● **Tarefa breve 1**:
No excerto do texto sobre a vida rural, que material se utilizava nas lareiras de quase todas as casas antes da chegada dos fogões a gás e a eletricidade?

● **Excerto do texto**:
◇ ◇ ◇ ◇
Habitualmente era no fim do verão fim do verão que vendiam os seus pinheiros,
reservando para consumo doméstico toda a ramagem que era empilhada ao lado das
casas, perto da cozinha, numa meda proporcional ao número de pessoas de cada
família. Eram essas rameiras, em vez das lenhas mais nobres, que se utilizavam
nas lareiras de quase todas as casas, antes
da chegada dos fogões a gás e a eletricidade.
A lenha das videiras que
resultavam da poda, bem como os carolos do milho eram também combustíveis
excelentes usados nas lareiras e nos fornos domésticos. As famílias que não
tinham sortes pediam aos lavradores autorização para cortar uma rodada de ramos
em cada pinheiro, carregando-os em feixes à cabeça, até suas casa.
As medas de
ramos de pinho feitas todos os anos, no fim do verão, à porta de cada família,
faziam também parte dos monumentos rurais da minha freguesia e das vizinhas, e
pelo seu tamanho também se ajuizava da pujança da casa.
O
AZEITE , O ÓLEO DOURADO
Na agricultura de auto-suficiência tudo o que fosse
importante para a alimentação havia de ser produzido numa casa de lavoura.
◇ ◇ ◇ ◇
● **Registos disponíveis**:
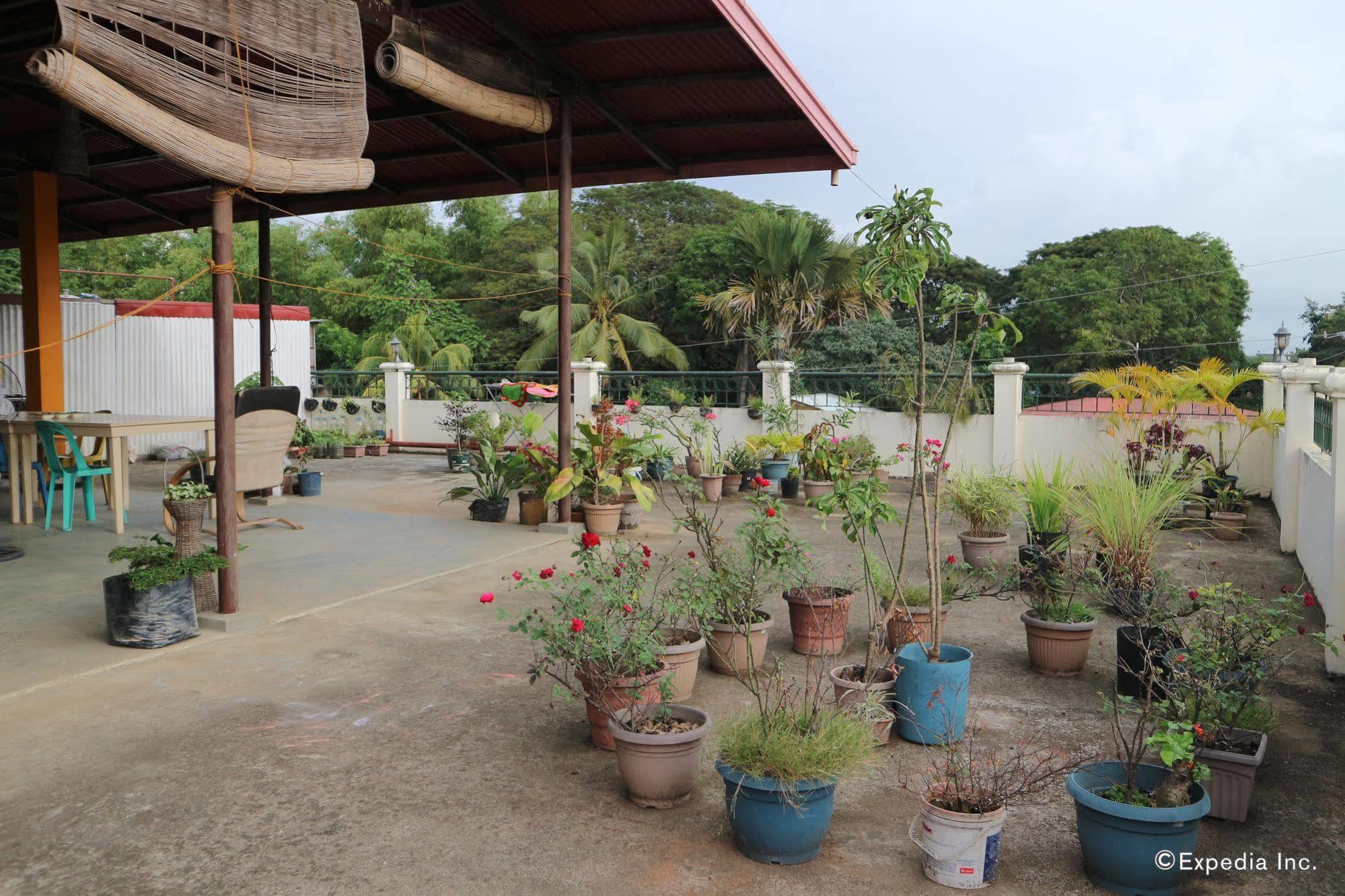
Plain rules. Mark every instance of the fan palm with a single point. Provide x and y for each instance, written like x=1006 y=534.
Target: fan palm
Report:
x=600 y=315
x=798 y=279
x=420 y=348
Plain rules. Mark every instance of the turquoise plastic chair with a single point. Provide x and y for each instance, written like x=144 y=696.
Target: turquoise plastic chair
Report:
x=71 y=469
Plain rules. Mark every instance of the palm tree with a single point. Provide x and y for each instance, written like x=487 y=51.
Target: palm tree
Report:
◇ ◇ ◇ ◇
● **Tarefa breve 2**:
Disponha em lista numerada as linhas dos registos, desde a que contém "Plain rules. Mark every instance of the palm" até ao fim dos registos, ambas incluídas. Omita as linhas em branco.

● **Resposta final 1**:
Utilizavam-se as rameiras, isto é, a ramagem dos pinheiros empilhada junto das casas, em vez das lenhas mais nobres.

● **Resposta final 2**:
1. Plain rules. Mark every instance of the palm tree with a single point. Provide x and y for each instance, written like x=487 y=51.
2. Target: palm tree
3. Report:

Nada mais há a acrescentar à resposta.